Exercise material:
* * *

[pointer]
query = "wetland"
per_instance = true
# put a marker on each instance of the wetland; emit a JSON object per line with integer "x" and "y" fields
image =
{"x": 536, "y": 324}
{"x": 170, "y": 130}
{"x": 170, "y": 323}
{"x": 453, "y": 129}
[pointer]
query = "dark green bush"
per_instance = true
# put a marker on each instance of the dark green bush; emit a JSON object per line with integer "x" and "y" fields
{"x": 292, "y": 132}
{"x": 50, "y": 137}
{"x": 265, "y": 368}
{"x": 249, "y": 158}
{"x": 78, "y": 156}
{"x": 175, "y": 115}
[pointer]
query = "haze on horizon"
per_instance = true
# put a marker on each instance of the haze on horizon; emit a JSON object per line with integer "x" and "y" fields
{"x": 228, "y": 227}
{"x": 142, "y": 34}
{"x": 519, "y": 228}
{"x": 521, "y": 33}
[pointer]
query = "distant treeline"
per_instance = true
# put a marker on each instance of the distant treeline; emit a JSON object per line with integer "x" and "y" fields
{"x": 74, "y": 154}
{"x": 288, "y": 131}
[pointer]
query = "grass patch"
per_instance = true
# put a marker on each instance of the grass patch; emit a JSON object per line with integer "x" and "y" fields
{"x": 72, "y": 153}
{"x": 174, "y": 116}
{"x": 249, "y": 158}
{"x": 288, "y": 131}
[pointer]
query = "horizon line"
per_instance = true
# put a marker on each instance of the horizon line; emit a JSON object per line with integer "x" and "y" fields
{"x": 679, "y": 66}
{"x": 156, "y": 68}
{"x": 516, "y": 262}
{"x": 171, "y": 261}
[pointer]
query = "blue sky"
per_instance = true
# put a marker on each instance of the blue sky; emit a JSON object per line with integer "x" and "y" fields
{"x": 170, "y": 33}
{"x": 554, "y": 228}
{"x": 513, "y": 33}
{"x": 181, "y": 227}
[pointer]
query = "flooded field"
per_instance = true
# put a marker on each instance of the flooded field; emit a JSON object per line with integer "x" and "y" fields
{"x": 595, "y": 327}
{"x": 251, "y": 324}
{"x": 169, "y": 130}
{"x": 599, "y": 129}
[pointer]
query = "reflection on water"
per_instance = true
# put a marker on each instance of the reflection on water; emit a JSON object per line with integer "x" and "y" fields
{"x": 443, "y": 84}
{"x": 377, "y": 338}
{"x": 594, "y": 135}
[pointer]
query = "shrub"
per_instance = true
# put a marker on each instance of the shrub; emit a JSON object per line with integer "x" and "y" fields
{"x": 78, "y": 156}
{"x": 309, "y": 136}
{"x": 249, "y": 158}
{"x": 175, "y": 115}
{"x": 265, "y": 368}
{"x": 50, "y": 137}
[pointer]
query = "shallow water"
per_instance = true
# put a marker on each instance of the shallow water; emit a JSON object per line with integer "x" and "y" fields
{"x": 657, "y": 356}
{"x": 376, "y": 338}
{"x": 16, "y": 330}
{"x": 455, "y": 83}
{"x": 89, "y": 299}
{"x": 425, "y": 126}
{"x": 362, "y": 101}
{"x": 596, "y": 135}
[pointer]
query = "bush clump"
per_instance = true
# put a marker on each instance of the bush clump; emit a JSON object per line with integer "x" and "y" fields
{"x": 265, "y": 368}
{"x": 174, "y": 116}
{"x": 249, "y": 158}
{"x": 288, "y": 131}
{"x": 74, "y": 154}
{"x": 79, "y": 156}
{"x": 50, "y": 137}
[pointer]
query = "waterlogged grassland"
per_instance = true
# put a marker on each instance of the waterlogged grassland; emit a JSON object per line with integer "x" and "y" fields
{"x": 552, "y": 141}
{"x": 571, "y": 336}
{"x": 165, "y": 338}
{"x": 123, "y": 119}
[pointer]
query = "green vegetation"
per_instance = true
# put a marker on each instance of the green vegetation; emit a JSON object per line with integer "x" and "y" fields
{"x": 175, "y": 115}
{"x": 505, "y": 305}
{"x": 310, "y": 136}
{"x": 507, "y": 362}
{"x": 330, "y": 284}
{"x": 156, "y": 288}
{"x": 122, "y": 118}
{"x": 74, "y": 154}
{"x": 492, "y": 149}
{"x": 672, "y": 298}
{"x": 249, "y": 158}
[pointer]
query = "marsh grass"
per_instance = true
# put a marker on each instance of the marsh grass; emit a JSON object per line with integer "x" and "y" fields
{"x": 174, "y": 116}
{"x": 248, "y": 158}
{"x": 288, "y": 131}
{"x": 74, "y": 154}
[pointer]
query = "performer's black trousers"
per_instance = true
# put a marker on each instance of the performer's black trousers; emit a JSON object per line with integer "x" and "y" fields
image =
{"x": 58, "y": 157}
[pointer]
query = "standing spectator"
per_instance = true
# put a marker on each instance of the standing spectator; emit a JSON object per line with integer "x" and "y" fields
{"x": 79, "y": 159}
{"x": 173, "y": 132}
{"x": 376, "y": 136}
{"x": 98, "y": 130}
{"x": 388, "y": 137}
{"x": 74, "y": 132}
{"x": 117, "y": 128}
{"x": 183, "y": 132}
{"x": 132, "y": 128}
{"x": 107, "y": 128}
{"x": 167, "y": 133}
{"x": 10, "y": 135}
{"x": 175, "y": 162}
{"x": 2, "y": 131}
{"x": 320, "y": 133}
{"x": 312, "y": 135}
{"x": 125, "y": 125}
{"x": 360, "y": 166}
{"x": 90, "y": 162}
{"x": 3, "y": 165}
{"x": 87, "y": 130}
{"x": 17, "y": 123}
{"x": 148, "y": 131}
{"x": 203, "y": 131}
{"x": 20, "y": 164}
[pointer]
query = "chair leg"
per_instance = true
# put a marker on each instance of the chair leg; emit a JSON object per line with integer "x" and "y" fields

* * *

Your instructions: Extract every entry in the listing word for word.

Result for this exercise:
[pointer]
query = "wetland"
per_instance = true
# put a marker on each instance of the wetland; emit a JSON object per line with integer "x" and "y" fields
image =
{"x": 536, "y": 324}
{"x": 170, "y": 130}
{"x": 170, "y": 323}
{"x": 453, "y": 129}
[pointer]
query = "dark green bush"
per_instance = true
# put a marker on each instance of the dark green bush; emit a JSON object per line with integer "x" and "y" fields
{"x": 292, "y": 132}
{"x": 50, "y": 137}
{"x": 265, "y": 368}
{"x": 249, "y": 158}
{"x": 78, "y": 156}
{"x": 175, "y": 115}
[pointer]
query = "haze on horizon"
per_instance = true
# put a marker on each instance of the haze on horizon; emit a JSON object per line with integer "x" and "y" fields
{"x": 228, "y": 227}
{"x": 142, "y": 34}
{"x": 519, "y": 228}
{"x": 521, "y": 33}
[pointer]
query = "distant treeline"
per_instance = true
# put a marker on each instance of the distant treeline; emit a JSON object per line with integer "x" and "y" fields
{"x": 74, "y": 154}
{"x": 288, "y": 131}
[pointer]
query = "grass patch"
per_instance = true
# put a marker on each instance of the grass patch; emit a JSON object per line with integer "x" and "y" fields
{"x": 72, "y": 153}
{"x": 174, "y": 116}
{"x": 249, "y": 158}
{"x": 288, "y": 131}
[pointer]
query = "horizon line"
per_instance = true
# put a marker on each instance of the horizon line; emit a JSON object per line with integer "x" and "y" fields
{"x": 679, "y": 66}
{"x": 156, "y": 68}
{"x": 516, "y": 262}
{"x": 171, "y": 261}
[pointer]
query = "blue sky"
per_instance = true
# put a marker on each instance of the blue sky; emit a JSON object per line with integer "x" and "y" fields
{"x": 170, "y": 33}
{"x": 554, "y": 228}
{"x": 513, "y": 33}
{"x": 181, "y": 227}
[pointer]
query = "flooded field"
per_instance = true
# put a marker on each instance of the flooded field; emit a JSON object per line with integer "x" and "y" fields
{"x": 595, "y": 327}
{"x": 251, "y": 324}
{"x": 169, "y": 130}
{"x": 599, "y": 129}
[pointer]
query = "reflection on water"
per_instance = true
# put a marker on each instance of the reflection on water; emit a JSON object per line with integer "x" and "y" fields
{"x": 443, "y": 84}
{"x": 377, "y": 338}
{"x": 594, "y": 135}
[pointer]
query = "shrub"
per_instance = true
# put a marker on each instance of the shrub; emit a JSON object per line with integer "x" and "y" fields
{"x": 78, "y": 156}
{"x": 309, "y": 136}
{"x": 249, "y": 158}
{"x": 175, "y": 115}
{"x": 265, "y": 368}
{"x": 50, "y": 137}
[pointer]
query = "shallow water"
per_instance = true
# put a marker on each instance of the shallow water; emit a JSON object per line with integer "x" and "y" fields
{"x": 657, "y": 356}
{"x": 376, "y": 338}
{"x": 16, "y": 330}
{"x": 455, "y": 83}
{"x": 89, "y": 299}
{"x": 425, "y": 126}
{"x": 362, "y": 101}
{"x": 596, "y": 135}
[pointer]
query = "bush clump"
per_instance = true
# put a marker on each instance of the bush clump; emit a JSON object per line with integer "x" and "y" fields
{"x": 265, "y": 368}
{"x": 174, "y": 116}
{"x": 249, "y": 158}
{"x": 288, "y": 131}
{"x": 74, "y": 154}
{"x": 79, "y": 156}
{"x": 50, "y": 137}
[pointer]
query = "waterlogged grassland"
per_instance = true
# put a marker on each instance of the waterlogged grassland; emit a JSON object per line with integer "x" and "y" fields
{"x": 552, "y": 141}
{"x": 571, "y": 336}
{"x": 165, "y": 338}
{"x": 123, "y": 119}
[pointer]
query = "green vegetation"
per_instance = true
# put a marker on each instance of the green vegetation; emit a JSON object per line with integer "x" and "y" fields
{"x": 175, "y": 115}
{"x": 505, "y": 305}
{"x": 310, "y": 136}
{"x": 507, "y": 362}
{"x": 330, "y": 284}
{"x": 156, "y": 288}
{"x": 122, "y": 118}
{"x": 74, "y": 154}
{"x": 492, "y": 149}
{"x": 672, "y": 298}
{"x": 249, "y": 158}
[pointer]
query = "marsh grass"
per_instance = true
# put a marker on each instance of the marsh grass; emit a JSON object per line with integer "x" and "y" fields
{"x": 174, "y": 116}
{"x": 248, "y": 158}
{"x": 288, "y": 131}
{"x": 74, "y": 154}
[pointer]
query = "performer's black trousers"
per_instance = true
# put a marker on each instance of the performer's black trousers; emit a JSON object per line with integer "x" and "y" fields
image =
{"x": 58, "y": 157}
[pointer]
query = "standing spectator"
per_instance = true
# put a marker on each instance of the standing spectator; emit a JSON object per line with integer "x" and "y" fields
{"x": 79, "y": 159}
{"x": 173, "y": 132}
{"x": 376, "y": 136}
{"x": 98, "y": 130}
{"x": 388, "y": 137}
{"x": 74, "y": 132}
{"x": 117, "y": 128}
{"x": 183, "y": 132}
{"x": 132, "y": 128}
{"x": 107, "y": 128}
{"x": 167, "y": 133}
{"x": 10, "y": 135}
{"x": 175, "y": 162}
{"x": 2, "y": 131}
{"x": 320, "y": 133}
{"x": 312, "y": 135}
{"x": 125, "y": 125}
{"x": 360, "y": 166}
{"x": 90, "y": 162}
{"x": 3, "y": 165}
{"x": 87, "y": 130}
{"x": 17, "y": 123}
{"x": 148, "y": 131}
{"x": 203, "y": 131}
{"x": 20, "y": 164}
[pointer]
query = "chair leg"
per_instance = true
# put a marker on each instance of the chair leg; emit a JSON object per line with integer "x" and "y" fields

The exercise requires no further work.